═══ SUPPLIED RECORDS ═══
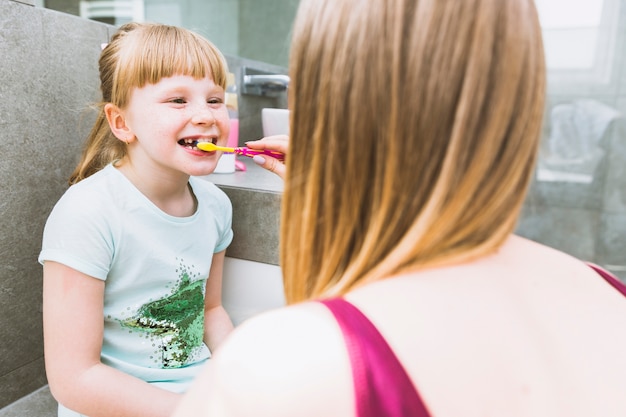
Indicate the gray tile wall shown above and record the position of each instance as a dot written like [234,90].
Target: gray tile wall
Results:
[587,220]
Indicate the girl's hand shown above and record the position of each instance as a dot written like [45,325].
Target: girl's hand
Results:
[278,143]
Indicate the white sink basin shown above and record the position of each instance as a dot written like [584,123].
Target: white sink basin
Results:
[275,121]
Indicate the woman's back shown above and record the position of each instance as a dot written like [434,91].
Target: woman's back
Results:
[528,331]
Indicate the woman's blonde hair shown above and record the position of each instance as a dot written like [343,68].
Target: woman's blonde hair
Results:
[414,132]
[140,54]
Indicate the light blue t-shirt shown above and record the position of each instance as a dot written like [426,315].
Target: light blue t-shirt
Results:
[155,267]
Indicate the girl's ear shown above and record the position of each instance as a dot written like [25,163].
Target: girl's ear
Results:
[117,123]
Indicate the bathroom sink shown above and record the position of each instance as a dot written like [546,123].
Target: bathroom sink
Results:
[275,121]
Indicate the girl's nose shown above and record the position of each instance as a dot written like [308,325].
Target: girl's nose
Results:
[204,115]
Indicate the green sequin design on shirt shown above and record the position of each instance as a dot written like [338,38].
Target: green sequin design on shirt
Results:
[175,323]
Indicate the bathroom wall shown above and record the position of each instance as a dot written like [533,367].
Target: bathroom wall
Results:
[577,202]
[48,77]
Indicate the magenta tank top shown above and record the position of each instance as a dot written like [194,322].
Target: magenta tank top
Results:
[381,385]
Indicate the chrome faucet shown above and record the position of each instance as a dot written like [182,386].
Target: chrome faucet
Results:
[262,83]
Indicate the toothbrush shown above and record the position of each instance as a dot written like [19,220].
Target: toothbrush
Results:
[241,150]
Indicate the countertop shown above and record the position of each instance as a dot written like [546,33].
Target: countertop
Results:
[256,197]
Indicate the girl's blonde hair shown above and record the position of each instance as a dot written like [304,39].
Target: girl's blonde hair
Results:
[140,54]
[414,132]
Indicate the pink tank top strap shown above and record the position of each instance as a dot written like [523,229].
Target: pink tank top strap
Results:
[610,278]
[382,386]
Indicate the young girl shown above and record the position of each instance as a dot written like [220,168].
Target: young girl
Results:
[133,252]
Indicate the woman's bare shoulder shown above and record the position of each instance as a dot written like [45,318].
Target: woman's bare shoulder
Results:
[284,362]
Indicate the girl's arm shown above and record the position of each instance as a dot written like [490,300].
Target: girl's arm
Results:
[217,323]
[73,331]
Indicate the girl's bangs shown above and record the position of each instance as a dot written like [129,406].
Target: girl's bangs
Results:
[166,55]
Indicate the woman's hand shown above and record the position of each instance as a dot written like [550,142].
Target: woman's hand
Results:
[278,143]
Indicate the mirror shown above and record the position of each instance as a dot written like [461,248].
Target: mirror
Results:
[253,29]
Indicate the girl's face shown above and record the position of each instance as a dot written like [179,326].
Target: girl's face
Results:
[168,118]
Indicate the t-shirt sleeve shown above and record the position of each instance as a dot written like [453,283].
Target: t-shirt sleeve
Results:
[225,222]
[79,235]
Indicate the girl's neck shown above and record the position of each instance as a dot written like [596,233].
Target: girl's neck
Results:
[172,194]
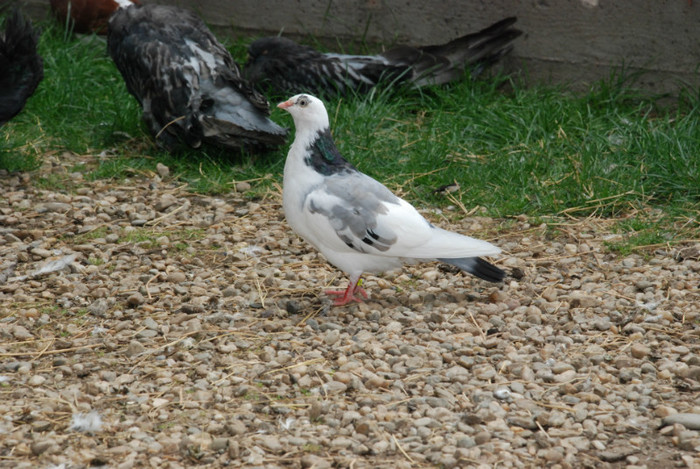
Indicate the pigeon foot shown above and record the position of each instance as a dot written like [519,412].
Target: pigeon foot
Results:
[354,293]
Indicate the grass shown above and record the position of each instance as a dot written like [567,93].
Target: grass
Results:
[539,151]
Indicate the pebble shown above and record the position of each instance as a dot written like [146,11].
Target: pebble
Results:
[690,421]
[193,352]
[639,351]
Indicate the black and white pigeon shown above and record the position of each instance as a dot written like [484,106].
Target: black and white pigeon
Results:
[283,66]
[356,222]
[190,88]
[21,67]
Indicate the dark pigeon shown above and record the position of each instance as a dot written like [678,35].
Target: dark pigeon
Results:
[190,88]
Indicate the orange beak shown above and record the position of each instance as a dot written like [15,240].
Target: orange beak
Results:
[286,104]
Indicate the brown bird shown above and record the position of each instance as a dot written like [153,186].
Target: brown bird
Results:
[87,16]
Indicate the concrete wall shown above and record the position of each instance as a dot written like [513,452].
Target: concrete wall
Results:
[570,41]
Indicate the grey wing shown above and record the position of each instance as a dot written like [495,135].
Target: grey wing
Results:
[352,205]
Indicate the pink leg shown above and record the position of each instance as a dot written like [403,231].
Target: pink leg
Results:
[350,294]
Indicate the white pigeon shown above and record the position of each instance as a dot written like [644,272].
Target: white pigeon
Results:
[355,221]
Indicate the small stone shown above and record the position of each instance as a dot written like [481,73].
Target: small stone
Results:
[663,411]
[39,447]
[189,308]
[639,351]
[135,299]
[271,443]
[242,186]
[219,444]
[135,348]
[315,410]
[482,437]
[311,461]
[617,454]
[551,455]
[176,277]
[166,201]
[36,380]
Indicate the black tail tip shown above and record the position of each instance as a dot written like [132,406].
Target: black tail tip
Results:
[478,267]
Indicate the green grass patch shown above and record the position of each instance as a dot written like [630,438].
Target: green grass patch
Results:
[539,151]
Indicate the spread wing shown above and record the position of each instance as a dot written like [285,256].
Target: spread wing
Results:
[188,84]
[287,67]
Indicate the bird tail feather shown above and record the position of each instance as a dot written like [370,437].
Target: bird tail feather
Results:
[478,267]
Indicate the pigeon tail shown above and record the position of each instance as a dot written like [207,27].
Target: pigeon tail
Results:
[21,68]
[478,267]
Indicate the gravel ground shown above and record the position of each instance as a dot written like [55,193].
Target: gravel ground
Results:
[145,326]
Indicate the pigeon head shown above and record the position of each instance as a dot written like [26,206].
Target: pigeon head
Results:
[308,112]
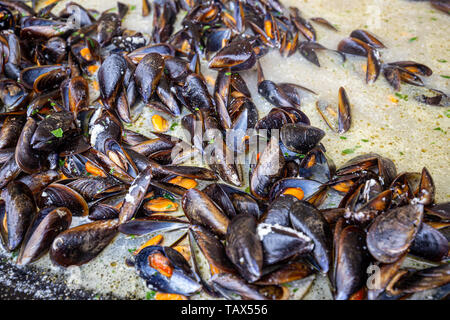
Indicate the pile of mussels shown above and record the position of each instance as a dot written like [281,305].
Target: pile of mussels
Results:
[64,153]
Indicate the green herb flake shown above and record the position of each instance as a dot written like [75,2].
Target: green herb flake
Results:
[150,295]
[401,96]
[57,133]
[91,42]
[440,129]
[348,151]
[172,127]
[168,196]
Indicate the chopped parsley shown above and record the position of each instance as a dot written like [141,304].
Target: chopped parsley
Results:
[402,96]
[57,133]
[172,127]
[440,129]
[150,295]
[348,151]
[168,196]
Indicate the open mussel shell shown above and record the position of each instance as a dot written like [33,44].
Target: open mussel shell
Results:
[10,131]
[201,210]
[43,230]
[280,242]
[420,280]
[368,38]
[196,94]
[230,285]
[53,131]
[43,78]
[299,137]
[350,261]
[268,170]
[353,46]
[26,158]
[59,195]
[135,195]
[81,244]
[91,188]
[17,214]
[177,277]
[303,188]
[392,232]
[110,78]
[426,190]
[439,210]
[164,49]
[142,226]
[288,272]
[306,218]
[244,248]
[382,166]
[238,56]
[212,249]
[13,95]
[316,165]
[38,181]
[148,73]
[430,244]
[233,201]
[9,170]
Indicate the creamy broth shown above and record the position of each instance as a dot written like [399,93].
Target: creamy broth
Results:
[404,131]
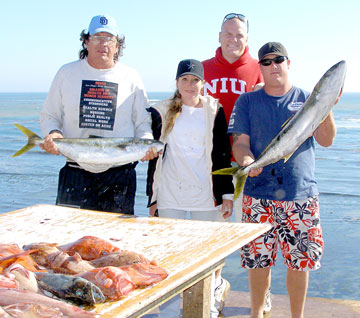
═══
* EXERCISE BRIEF
Count the lines of the records above that contain the string "gray", matching case exactly, and give only the number.

* OUTPUT OF THE EXERCISE
2